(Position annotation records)
══════

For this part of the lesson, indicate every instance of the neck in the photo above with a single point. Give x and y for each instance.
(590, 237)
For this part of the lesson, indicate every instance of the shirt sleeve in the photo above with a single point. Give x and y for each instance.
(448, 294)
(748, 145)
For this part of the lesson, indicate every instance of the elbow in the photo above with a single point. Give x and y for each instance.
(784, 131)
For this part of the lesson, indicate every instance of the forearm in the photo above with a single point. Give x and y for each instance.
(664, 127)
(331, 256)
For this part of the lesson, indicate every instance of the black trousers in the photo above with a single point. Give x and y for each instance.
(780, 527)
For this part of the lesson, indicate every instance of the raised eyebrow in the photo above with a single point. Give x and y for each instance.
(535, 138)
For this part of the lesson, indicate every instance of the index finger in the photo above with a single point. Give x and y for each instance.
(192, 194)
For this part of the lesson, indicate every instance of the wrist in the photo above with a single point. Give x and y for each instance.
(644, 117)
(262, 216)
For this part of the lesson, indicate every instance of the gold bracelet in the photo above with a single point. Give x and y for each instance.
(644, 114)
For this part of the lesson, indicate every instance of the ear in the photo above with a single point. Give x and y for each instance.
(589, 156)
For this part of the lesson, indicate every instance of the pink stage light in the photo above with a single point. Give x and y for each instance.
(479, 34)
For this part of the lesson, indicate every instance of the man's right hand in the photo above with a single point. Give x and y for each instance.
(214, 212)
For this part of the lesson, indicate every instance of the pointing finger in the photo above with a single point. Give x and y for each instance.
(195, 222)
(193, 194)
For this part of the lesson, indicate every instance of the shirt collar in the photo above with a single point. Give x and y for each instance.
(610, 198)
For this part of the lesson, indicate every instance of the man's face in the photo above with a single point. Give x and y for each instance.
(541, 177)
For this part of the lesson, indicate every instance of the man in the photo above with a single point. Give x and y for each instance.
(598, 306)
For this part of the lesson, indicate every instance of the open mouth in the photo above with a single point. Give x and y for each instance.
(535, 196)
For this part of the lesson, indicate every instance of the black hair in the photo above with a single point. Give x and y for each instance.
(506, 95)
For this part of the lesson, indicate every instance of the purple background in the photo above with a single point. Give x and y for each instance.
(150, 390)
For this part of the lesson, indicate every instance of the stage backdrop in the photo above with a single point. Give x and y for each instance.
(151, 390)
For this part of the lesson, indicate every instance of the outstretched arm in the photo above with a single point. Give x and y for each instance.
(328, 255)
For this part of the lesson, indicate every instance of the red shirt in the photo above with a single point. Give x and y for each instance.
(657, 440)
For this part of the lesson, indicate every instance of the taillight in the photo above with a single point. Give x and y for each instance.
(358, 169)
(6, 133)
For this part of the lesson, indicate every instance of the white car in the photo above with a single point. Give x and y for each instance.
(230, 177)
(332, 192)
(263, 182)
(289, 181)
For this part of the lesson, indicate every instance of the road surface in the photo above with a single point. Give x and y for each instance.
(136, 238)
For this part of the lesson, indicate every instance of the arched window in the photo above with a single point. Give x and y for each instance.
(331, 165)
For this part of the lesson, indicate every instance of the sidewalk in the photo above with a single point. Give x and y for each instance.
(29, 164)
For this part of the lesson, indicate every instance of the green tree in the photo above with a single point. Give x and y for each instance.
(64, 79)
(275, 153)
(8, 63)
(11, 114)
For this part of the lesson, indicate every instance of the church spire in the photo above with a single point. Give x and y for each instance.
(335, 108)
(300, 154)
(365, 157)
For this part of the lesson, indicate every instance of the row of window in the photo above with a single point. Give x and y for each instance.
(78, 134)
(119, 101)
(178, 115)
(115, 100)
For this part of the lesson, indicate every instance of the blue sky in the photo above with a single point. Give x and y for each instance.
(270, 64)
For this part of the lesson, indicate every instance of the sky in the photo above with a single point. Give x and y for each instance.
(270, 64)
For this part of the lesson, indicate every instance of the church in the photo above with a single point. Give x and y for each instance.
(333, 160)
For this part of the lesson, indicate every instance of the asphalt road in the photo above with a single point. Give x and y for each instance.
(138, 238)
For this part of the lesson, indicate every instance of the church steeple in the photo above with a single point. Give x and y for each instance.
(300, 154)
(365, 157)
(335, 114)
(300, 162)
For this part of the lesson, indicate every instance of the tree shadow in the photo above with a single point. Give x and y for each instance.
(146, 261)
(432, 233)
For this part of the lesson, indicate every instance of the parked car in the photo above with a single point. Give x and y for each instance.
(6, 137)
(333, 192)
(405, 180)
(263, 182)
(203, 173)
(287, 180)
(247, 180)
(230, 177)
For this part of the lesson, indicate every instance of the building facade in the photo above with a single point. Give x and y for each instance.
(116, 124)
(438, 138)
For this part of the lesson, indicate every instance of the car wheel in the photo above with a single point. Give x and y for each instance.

══════

#### [Written problem]
Copy the entire listing above word for word, leaving every line unchanged.

#### [Exercise response]
For this part of the lesson, indicate every instance of the neck in the photo above with a single point. Give x and y for each instance.
(590, 237)
For this part of the lesson, indicate every instance of the shirt sleeve in the photo above with a single point. Give x and y for each instance.
(448, 294)
(748, 145)
For this part of the lesson, indicate every instance of the elbow in the photo above with a single point. Give x and y for each instance.
(784, 131)
For this part of the lesson, indicate every instance of the forearm in the photo above with a single point. Give x and y for each instance.
(664, 127)
(331, 256)
For this part of the lesson, indicate every instance of the black trousers in the photo above with a single point. Give x and y for each instance.
(780, 527)
For this part of the lesson, indicate every instance of the raised eyebrow in the photo above with a single point. Give x and y for each instance.
(535, 138)
For this part of the lesson, indicate every instance of the index finger in the photo above with a single point. Give x and y for each instance.
(192, 194)
For this part of the lesson, indicate every instance of the wrist in the photo above with a single point. Give x and y for each instance.
(644, 117)
(262, 216)
For this part of the lesson, indicate every instance of the gold bracelet in the photo above with a single point. Give x and y for each instance.
(644, 114)
For this part of the lesson, indicate every instance of the ear in the photo above with a single point. Give x and y for each instance.
(589, 156)
For this part of the lesson, indicate every instance of the pink stage light in the photo above with a single point. Give x and y for each instance.
(479, 34)
For this part of the lesson, indicate every instance of the man's right hand in the photo above with a single point. Give x and y for each instance.
(214, 212)
For this part of the lesson, indicate every instance of the pointing finger in the photo above with a single point. Give x and y for each instance.
(195, 222)
(193, 194)
For this part of the lesson, indicate every instance of the shirt collar in the photo above with a single point. Give x and y for each instance.
(610, 198)
For this part of the lesson, indicate every instance of the man's face in the photo above with a single point. Give x and y for each instance.
(541, 177)
For this part of the lesson, indicate every instance of the man in the photo above with a single point. Give x and y for each instance.
(598, 306)
For this part of the lesson, indicate every instance of the open mouth in the photo above with a single point. Give x and y for each instance.
(535, 196)
For this part of the lesson, indicate every instance of the black hair in the photo above with a single point. Give x and y for each instance.
(506, 95)
For this part of the lesson, indicate every instance of the purple background in the photo above with a single point. Give x and y for each instance.
(150, 390)
For this part of the lesson, indicate every instance of the stage backdrop in the photo above with a single point. Give x and y for each instance.
(151, 390)
For this part of the lesson, indicate every instance of the outstretched arm in the photo above with a single point. Give x and y for each instance.
(328, 255)
For this part of the lesson, indicate every instance of the red shirt in the photo above with a single point. Give x and y for each instance.
(657, 440)
For this part of the lesson, indicate every instance of the taillight in the photo above with a single point. Give x and y for each instance.
(358, 169)
(6, 133)
For this part of the lesson, indicate every instance of the white car in the photo above with a single point. Give x and y for each instance.
(230, 177)
(332, 192)
(263, 182)
(289, 181)
For this part of the lesson, indicate every instance of the road surface in the photo above with a single point. Give x and y for each instance.
(136, 238)
For this part of the lesson, indicate every instance of the arched window in the photo above with a single point. Give x and y for each instance.
(331, 165)
For this part of the lesson, indicate every instance of the sidewalk in the photo above with a single point. Give x and y for each instance.
(29, 164)
For this part of the lesson, indicate every instance of the green tree in the photo above with a single point. Give x and y for each instance.
(64, 79)
(275, 153)
(8, 63)
(11, 114)
For this part of the lesson, indicate every instance of the church spire in the photo above with a single point. Give x and y for each instance.
(335, 108)
(300, 154)
(365, 157)
For this part of the lesson, indicate every instance of the row of window in the photo above with a single point. Give x and y for each instance.
(78, 134)
(119, 101)
(178, 115)
(115, 100)
For this part of the lesson, indicate every instance of the blue sky in the photo above with a single point. Give x and y for each instance.
(270, 64)
For this part of the lesson, indicate every instance of the sky in the photo above with a single point. Give x and y for each instance.
(270, 64)
For this part of the lesson, indicate every instance of the church in the photo above with a single point. Give x and y for each instance.
(333, 160)
For this part of the lesson, indicate every instance of the asphalt road in the photo above with a single point. Give x and y for each instance.
(138, 238)
For this part of the lesson, indicate every instance of the church steeple in the photo above with a single point. Give x and y for each instance.
(300, 154)
(365, 157)
(335, 114)
(300, 162)
For this part of the lesson, indicate every instance of the tree shadow in the photo above with a single point. Give x and y for each instance.
(146, 261)
(432, 233)
For this part of the lesson, indicate every instance of the parked car in the photo above with a single point. Give x and y for each instance.
(6, 137)
(333, 192)
(405, 180)
(263, 182)
(203, 173)
(287, 180)
(247, 180)
(230, 177)
For this part of the lesson, indicate every instance of the building facade in the photo above with a single point. Give x and y for each instance.
(116, 124)
(438, 138)
For this part of the lesson, indicate every instance of the car wheel in the photo above with a single point. Give x and y for each instance.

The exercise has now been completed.